* Exercise requirements
Collect all lines from the records below that include the word "trace".

··· Extracted information ···

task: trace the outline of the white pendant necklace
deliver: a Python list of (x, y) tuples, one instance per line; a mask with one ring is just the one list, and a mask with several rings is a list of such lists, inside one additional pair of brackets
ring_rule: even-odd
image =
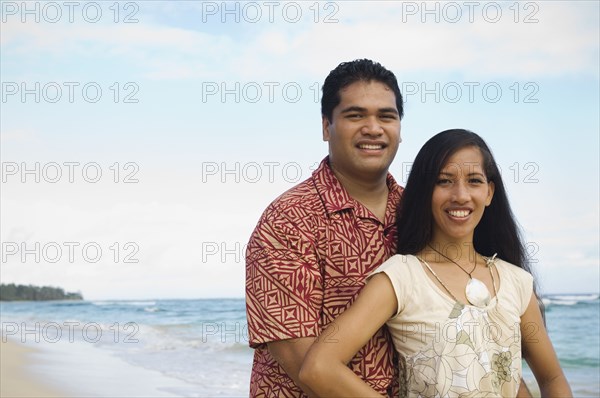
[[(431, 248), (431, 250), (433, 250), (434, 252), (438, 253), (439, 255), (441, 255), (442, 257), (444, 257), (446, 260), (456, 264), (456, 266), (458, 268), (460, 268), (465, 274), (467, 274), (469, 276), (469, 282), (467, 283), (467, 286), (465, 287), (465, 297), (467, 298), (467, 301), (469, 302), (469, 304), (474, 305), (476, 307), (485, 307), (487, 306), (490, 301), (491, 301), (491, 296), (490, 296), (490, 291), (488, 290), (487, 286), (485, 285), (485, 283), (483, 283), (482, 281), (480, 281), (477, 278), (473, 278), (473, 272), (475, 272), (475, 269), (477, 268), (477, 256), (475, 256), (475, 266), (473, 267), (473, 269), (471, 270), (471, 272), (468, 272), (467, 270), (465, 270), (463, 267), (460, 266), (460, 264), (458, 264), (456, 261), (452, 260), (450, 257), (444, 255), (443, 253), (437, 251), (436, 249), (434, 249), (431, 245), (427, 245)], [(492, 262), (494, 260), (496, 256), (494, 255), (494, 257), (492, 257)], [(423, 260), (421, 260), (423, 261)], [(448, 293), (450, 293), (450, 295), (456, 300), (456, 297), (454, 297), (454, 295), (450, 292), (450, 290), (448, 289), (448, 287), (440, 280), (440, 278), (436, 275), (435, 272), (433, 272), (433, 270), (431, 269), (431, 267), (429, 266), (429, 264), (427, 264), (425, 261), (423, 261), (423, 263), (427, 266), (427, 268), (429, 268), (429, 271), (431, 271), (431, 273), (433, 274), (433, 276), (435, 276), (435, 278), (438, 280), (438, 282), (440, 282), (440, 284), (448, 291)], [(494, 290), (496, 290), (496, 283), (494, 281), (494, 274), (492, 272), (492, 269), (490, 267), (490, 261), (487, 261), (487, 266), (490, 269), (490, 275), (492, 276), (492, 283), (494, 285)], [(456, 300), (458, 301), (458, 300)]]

···
··· Extracted information ···

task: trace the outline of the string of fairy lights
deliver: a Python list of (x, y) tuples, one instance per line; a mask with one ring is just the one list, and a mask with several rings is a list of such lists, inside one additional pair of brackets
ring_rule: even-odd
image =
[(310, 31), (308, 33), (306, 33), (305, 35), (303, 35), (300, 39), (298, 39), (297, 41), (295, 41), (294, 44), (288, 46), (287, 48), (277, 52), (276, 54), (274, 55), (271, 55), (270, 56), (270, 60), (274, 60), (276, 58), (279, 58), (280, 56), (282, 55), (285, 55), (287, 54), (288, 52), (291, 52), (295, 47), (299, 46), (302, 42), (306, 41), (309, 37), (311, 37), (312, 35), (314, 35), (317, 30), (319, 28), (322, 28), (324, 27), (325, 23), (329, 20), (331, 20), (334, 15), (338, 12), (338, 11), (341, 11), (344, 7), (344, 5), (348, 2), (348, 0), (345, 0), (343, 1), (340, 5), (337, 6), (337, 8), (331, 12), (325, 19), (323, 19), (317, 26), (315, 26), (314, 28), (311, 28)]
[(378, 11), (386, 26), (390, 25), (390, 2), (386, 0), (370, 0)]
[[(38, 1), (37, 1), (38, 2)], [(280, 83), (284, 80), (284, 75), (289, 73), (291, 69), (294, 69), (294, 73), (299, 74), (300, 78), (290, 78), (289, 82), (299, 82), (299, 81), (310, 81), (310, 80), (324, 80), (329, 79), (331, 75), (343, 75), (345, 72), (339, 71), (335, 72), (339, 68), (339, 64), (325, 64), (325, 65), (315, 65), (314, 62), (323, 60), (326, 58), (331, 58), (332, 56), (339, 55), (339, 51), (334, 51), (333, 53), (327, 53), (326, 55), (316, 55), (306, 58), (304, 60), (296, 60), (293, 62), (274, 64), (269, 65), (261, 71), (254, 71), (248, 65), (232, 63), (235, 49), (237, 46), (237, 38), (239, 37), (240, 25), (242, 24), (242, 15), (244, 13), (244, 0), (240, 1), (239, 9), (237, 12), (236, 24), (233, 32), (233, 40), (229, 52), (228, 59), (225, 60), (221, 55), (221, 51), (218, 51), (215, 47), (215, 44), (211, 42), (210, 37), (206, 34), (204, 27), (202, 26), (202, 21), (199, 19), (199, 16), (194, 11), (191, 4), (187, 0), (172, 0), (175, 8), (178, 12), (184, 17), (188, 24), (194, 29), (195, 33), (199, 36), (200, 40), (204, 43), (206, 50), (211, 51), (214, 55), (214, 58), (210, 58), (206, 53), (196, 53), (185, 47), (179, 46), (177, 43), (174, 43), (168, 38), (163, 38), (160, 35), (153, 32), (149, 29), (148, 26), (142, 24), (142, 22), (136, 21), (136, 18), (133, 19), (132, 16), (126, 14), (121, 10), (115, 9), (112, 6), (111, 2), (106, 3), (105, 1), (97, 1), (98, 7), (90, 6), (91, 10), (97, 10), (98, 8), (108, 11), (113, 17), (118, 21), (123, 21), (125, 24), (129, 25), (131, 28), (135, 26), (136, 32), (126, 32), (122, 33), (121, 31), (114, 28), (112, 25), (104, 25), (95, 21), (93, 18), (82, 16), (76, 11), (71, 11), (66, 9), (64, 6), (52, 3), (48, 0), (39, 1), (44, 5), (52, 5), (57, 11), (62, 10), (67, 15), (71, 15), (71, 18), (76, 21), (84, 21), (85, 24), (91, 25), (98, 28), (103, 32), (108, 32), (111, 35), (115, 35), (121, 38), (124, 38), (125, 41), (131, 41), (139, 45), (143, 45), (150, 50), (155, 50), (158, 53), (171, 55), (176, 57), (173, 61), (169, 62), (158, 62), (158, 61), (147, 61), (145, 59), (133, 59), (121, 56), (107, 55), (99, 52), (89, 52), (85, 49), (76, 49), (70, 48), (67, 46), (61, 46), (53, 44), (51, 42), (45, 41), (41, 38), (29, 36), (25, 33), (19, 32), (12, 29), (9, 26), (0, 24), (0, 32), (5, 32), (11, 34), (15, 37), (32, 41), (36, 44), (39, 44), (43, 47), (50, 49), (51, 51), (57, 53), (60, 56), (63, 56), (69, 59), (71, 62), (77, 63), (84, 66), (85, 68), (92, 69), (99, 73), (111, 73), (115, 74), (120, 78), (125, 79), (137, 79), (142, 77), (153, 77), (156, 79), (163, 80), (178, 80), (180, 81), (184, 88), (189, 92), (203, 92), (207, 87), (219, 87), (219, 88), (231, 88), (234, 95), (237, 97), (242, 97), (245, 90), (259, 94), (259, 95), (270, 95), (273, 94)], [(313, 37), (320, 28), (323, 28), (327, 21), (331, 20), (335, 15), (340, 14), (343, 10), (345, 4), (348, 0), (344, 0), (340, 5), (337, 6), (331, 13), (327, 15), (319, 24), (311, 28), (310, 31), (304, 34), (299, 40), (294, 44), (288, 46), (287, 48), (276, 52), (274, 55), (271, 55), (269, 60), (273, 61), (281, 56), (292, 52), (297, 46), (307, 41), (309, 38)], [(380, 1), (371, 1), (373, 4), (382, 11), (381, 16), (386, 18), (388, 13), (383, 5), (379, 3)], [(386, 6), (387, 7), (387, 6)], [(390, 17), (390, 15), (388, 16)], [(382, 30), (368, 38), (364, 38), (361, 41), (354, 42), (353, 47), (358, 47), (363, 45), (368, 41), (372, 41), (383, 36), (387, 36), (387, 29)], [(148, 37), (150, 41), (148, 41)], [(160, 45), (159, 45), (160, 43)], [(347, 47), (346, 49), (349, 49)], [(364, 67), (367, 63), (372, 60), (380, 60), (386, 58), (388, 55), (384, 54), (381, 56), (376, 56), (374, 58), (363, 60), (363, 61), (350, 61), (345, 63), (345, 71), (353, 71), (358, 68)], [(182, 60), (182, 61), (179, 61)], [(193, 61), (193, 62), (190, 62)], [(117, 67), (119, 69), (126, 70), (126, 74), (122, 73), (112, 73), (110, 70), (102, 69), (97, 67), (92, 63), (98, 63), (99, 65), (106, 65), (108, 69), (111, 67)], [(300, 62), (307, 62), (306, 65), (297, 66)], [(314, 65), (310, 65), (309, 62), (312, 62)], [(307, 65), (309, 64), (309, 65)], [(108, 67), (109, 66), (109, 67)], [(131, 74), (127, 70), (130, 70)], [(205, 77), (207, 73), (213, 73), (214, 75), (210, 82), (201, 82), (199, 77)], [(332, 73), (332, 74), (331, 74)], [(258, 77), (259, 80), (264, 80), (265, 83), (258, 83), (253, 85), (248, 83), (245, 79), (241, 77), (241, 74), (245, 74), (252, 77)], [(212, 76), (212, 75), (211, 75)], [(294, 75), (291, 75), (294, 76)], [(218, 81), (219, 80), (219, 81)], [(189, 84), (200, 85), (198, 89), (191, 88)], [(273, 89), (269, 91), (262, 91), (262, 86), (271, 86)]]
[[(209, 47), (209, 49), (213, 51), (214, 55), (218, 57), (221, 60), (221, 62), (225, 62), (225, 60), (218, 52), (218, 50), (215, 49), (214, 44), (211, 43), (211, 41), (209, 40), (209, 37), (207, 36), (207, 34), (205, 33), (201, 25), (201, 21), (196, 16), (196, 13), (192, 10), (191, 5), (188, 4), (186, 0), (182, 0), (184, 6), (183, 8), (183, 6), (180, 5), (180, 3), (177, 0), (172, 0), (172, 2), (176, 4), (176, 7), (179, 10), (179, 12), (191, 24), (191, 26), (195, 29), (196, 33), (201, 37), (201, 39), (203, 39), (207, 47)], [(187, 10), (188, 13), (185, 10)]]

···

* Written answer
task: trace the outline of the white pendant necklace
task: trace the outline of the string of fairy lights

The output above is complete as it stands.